(Work order): Wherever the string "would" appears in the listing, copy that line.

(Extracted records):
****************

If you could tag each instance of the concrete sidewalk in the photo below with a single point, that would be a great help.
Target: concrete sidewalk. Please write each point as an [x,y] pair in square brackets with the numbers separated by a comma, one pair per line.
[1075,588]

****************

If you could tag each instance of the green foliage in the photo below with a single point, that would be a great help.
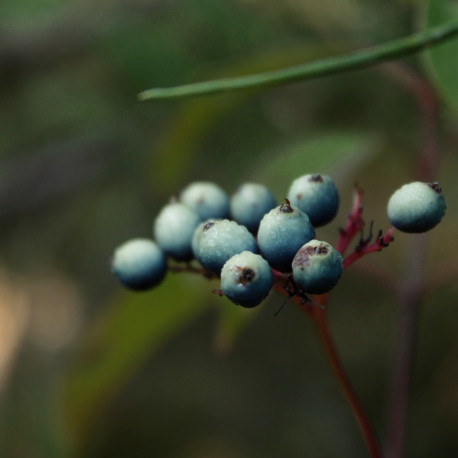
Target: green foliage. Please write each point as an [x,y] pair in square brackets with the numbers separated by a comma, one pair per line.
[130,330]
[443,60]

****************

(Solution to the exercise):
If you could tag each instance of the concrete sidewalk in the photo below with a single point, that would be a great help.
If you could tag each instance of the green foliage in the photo below with a single point, that would be a great help.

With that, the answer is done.